### The records

▬▬▬▬▬▬▬▬▬▬

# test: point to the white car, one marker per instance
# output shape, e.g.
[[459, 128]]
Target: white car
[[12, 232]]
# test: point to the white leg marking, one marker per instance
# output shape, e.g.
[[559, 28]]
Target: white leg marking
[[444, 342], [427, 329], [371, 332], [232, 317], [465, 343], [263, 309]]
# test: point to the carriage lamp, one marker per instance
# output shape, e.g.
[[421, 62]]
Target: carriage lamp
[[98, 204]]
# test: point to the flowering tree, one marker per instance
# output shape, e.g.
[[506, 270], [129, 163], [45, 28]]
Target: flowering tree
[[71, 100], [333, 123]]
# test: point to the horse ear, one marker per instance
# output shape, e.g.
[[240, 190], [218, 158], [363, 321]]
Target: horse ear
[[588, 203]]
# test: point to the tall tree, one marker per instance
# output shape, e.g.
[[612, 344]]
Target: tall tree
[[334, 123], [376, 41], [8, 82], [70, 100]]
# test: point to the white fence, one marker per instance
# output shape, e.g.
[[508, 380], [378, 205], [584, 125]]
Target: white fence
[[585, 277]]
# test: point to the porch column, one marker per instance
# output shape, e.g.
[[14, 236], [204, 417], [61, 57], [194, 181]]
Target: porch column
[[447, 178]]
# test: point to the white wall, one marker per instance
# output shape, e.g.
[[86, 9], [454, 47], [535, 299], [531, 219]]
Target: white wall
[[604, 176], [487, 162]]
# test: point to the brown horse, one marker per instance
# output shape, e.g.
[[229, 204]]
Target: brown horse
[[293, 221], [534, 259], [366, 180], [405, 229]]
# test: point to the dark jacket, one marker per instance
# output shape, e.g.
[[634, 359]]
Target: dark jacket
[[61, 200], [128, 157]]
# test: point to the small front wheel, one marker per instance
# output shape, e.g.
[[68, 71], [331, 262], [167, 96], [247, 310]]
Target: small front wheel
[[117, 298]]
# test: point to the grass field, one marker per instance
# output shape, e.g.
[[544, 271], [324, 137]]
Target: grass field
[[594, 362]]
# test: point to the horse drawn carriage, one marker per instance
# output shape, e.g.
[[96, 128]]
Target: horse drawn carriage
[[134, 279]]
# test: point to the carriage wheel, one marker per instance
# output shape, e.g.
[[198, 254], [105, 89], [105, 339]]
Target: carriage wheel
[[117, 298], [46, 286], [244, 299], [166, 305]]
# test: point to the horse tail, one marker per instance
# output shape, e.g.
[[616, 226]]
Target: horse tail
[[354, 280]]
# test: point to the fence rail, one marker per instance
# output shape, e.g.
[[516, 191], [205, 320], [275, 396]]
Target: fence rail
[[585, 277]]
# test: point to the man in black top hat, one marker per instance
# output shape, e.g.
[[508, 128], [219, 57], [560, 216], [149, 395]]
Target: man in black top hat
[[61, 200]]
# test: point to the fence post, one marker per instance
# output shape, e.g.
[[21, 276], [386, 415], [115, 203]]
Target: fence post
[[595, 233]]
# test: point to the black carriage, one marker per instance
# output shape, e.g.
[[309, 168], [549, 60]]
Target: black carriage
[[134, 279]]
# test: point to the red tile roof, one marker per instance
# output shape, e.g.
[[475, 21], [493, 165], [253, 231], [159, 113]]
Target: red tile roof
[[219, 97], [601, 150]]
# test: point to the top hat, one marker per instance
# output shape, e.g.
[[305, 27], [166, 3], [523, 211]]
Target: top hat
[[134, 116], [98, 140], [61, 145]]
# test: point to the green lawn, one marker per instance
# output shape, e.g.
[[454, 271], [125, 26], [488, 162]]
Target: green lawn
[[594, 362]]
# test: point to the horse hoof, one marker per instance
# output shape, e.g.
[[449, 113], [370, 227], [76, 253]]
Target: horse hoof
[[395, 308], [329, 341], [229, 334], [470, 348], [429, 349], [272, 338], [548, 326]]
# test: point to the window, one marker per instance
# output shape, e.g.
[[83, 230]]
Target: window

▬▬▬▬▬▬▬▬▬▬

Turn every one of the rows above into a numbered list, one line per item, and drop any blank lines.

1. # test: point to the white car, one marker per instance
2. # output shape, e.g.
3. [[459, 128]]
4. Target: white car
5. [[12, 232]]
6. # test: point to the white leg marking, one marker per instance
7. # output shape, e.g.
8. [[559, 28]]
9. Target: white leg marking
10. [[444, 342], [427, 329], [371, 332], [232, 317], [465, 343], [263, 309]]
11. # test: point to the carriage lamp, one marker per instance
12. # output shape, e.g.
13. [[421, 62]]
14. Target: carriage lamp
15. [[98, 204]]
16. # test: point to the flowering tree, one marker per instance
17. # output shape, e.g.
18. [[506, 270], [129, 163], [45, 28]]
19. Target: flowering tree
20. [[71, 100], [333, 123]]
21. # test: point to the horse ear, one marker per instance
22. # output shape, e.g.
23. [[240, 190], [218, 158], [363, 321]]
24. Target: horse ear
25. [[588, 203]]
26. # test: point to the tall tree, one marker per instance
27. # output shape, e.g.
28. [[612, 344]]
29. Target: tall tree
30. [[334, 123], [376, 41], [8, 82], [70, 100]]
31. # test: point to the white fence, one marker per instance
32. # output shape, e.g.
33. [[508, 380], [378, 205], [584, 125]]
34. Target: white fence
35. [[585, 277]]
36. # test: point to the porch column, one marker per instance
37. # output shape, e.g.
38. [[14, 236], [204, 417], [61, 57], [194, 181]]
39. Target: porch column
40. [[447, 178]]
41. # test: point to the white wall, one marker per instance
42. # output shape, e.g.
43. [[86, 9], [454, 47], [535, 299], [531, 219]]
44. Target: white wall
45. [[604, 176], [487, 162]]
46. # test: point to the brown horse, one marker per instance
47. # output shape, e.g.
48. [[229, 204]]
49. Target: brown horse
50. [[293, 221], [534, 259], [366, 180], [405, 229]]
51. # test: point to the dark jacket, one marker per instance
52. # output shape, e.g.
53. [[634, 359]]
54. Target: dark jacket
55. [[61, 200], [128, 157]]
56. # test: point to the small front wheel, one marker per instance
57. # output shape, e.g.
58. [[68, 71], [331, 262], [167, 96], [247, 310]]
59. Target: small front wheel
60. [[117, 298]]
61. # test: point to the grass field, one marker per instance
62. # output shape, e.g.
63. [[544, 271], [324, 137]]
64. Target: grass field
65. [[594, 362]]
66. # test: point to the horse drawn carriage, one marker per instance
67. # output shape, e.g.
68. [[96, 128]]
69. Target: horse drawn carriage
70. [[134, 279]]
71. # test: point to the carriage wheel, one marker per instance
72. # output shape, e.g.
73. [[198, 254], [105, 89], [105, 339]]
74. Target: carriage wheel
75. [[117, 298], [46, 286], [244, 299], [166, 305]]
76. # test: point to the horse tail, one marker per instance
77. # output shape, e.g.
78. [[616, 226]]
79. Target: horse tail
80. [[354, 280]]
81. # test: point to the fence rail, one marker per instance
82. # output shape, e.g.
83. [[516, 191], [205, 320], [275, 396]]
84. Target: fence rail
85. [[585, 277]]
86. # test: point to the man in black top hat, one marker per instance
87. # output shape, e.g.
88. [[508, 128], [219, 57], [560, 216], [149, 395]]
89. Target: man in black top hat
90. [[61, 200]]
91. # test: point to the fence post, one marker per instance
92. # output shape, e.g.
93. [[21, 276], [386, 415], [115, 203]]
94. Target: fence post
95. [[595, 233]]
96. # test: point to the black carriage, one marker per instance
97. # output shape, e.g.
98. [[309, 168], [549, 60]]
99. Target: black carriage
100. [[134, 279]]
101. # test: point to the red tile roof, one marker per instance
102. # output shape, e.g.
103. [[475, 21], [493, 165], [253, 231], [159, 113]]
104. Target: red tile roof
105. [[219, 97], [601, 150]]
106. # test: point to the top hat, one marker per instance
107. # output shape, e.g.
108. [[305, 27], [166, 3], [523, 211]]
109. Target: top hat
110. [[134, 116], [98, 140], [61, 145]]
111. # test: point to the green lawn, one marker per instance
112. # output shape, e.g.
113. [[454, 271], [125, 26], [488, 162]]
114. Target: green lawn
115. [[594, 362]]
116. # test: point to the horse hoof, one marker per instance
117. # output shape, e.g.
118. [[449, 113], [370, 227], [76, 253]]
119. Target: horse hoof
120. [[395, 308], [329, 341], [229, 334], [470, 348], [429, 349], [272, 338], [548, 326]]
121. # test: point to the window, one marker per instance
122. # output shape, e.g.
123. [[83, 230]]
124. Target: window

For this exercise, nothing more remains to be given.